> Instructions to follow
Reproduce the listing verbatim.

> Dataset excerpts
-.-.-
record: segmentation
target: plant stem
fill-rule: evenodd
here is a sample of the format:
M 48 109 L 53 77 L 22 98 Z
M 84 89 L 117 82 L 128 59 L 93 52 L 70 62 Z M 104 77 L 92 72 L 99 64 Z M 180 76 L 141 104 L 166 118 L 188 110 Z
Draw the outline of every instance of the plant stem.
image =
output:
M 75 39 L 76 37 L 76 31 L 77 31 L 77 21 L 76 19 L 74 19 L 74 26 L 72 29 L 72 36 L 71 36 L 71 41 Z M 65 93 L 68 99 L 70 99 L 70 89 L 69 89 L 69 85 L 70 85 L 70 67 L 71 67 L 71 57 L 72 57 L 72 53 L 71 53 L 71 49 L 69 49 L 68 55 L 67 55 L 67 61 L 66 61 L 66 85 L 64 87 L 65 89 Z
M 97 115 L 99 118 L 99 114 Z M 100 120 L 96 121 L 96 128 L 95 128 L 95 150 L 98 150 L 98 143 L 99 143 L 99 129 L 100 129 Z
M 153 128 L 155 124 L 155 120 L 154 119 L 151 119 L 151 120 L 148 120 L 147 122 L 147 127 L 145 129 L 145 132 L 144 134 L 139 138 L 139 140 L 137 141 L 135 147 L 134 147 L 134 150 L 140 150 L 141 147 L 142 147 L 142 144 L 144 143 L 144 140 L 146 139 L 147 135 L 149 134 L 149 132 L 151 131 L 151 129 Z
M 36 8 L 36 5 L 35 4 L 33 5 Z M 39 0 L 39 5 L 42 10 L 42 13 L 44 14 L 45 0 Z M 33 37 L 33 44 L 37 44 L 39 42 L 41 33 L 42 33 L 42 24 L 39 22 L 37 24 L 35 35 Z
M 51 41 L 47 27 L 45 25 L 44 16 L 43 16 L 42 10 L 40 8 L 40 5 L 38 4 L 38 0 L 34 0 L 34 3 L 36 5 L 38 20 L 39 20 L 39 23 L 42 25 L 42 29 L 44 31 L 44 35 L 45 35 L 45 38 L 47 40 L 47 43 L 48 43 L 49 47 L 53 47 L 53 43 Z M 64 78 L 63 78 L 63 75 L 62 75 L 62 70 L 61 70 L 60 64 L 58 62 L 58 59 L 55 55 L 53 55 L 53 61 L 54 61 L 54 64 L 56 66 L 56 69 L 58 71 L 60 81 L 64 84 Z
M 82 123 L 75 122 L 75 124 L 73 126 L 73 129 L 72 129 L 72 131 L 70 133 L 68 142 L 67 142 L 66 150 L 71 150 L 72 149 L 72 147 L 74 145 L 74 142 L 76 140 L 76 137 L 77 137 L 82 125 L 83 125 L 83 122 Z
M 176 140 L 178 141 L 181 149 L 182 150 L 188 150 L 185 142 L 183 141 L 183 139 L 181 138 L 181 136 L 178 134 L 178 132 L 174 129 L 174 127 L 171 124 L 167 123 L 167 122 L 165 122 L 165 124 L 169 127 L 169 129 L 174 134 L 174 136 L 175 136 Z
-.-.-
> Response below
record: segmentation
target: plant stem
fill-rule: evenodd
here is a sample of the format:
M 48 109 L 53 77 L 22 98 Z
M 84 89 L 117 82 L 128 59 L 93 52 L 70 62 Z M 104 77 L 92 72 L 99 64 Z M 180 76 L 141 104 L 166 118 L 188 110 Z
Draw the outline of every instance of the plant stem.
image =
output:
M 75 39 L 76 37 L 76 31 L 77 31 L 77 21 L 76 19 L 74 19 L 74 26 L 72 29 L 72 36 L 71 36 L 71 41 Z M 65 93 L 68 99 L 70 99 L 70 89 L 69 89 L 69 85 L 70 85 L 70 67 L 71 67 L 71 57 L 72 57 L 72 53 L 71 53 L 71 49 L 69 49 L 68 55 L 67 55 L 67 61 L 66 61 L 66 85 L 64 87 L 65 89 Z
M 97 115 L 99 118 L 99 114 Z M 100 120 L 96 121 L 96 128 L 95 128 L 95 150 L 98 150 L 98 143 L 99 143 L 99 129 L 100 129 Z
M 153 128 L 155 124 L 155 120 L 154 119 L 151 119 L 151 120 L 148 120 L 147 122 L 147 127 L 145 129 L 145 132 L 144 134 L 139 138 L 139 140 L 137 141 L 135 147 L 134 147 L 134 150 L 140 150 L 141 147 L 142 147 L 142 144 L 144 143 L 144 140 L 146 139 L 147 135 L 149 134 L 149 132 L 151 131 L 151 129 Z
M 36 8 L 36 5 L 35 4 L 33 5 Z M 39 0 L 39 5 L 42 10 L 42 13 L 44 14 L 45 0 Z M 33 37 L 33 44 L 37 44 L 39 42 L 41 33 L 42 33 L 42 24 L 39 22 L 37 24 L 35 35 Z
M 51 41 L 47 27 L 45 25 L 44 16 L 43 16 L 42 10 L 40 8 L 40 5 L 38 4 L 38 0 L 34 0 L 34 3 L 36 5 L 38 20 L 39 20 L 39 23 L 42 25 L 42 29 L 44 31 L 44 35 L 45 35 L 45 38 L 47 40 L 47 43 L 48 43 L 49 47 L 53 47 L 53 43 Z M 64 78 L 63 78 L 63 75 L 62 75 L 62 70 L 61 70 L 60 64 L 58 62 L 58 59 L 55 55 L 53 55 L 53 61 L 54 61 L 54 64 L 56 66 L 56 69 L 58 71 L 60 81 L 64 84 Z
M 82 123 L 75 122 L 75 124 L 73 126 L 73 129 L 72 129 L 72 131 L 70 133 L 68 142 L 67 142 L 66 150 L 71 150 L 72 149 L 72 147 L 74 145 L 74 142 L 76 140 L 76 137 L 77 137 L 82 125 L 83 125 L 83 122 Z
M 176 140 L 178 141 L 181 149 L 182 150 L 188 150 L 185 142 L 183 141 L 183 139 L 181 138 L 181 136 L 178 134 L 178 132 L 174 129 L 174 127 L 171 124 L 167 123 L 167 122 L 165 122 L 165 124 L 169 127 L 169 129 L 174 134 L 174 136 L 175 136 Z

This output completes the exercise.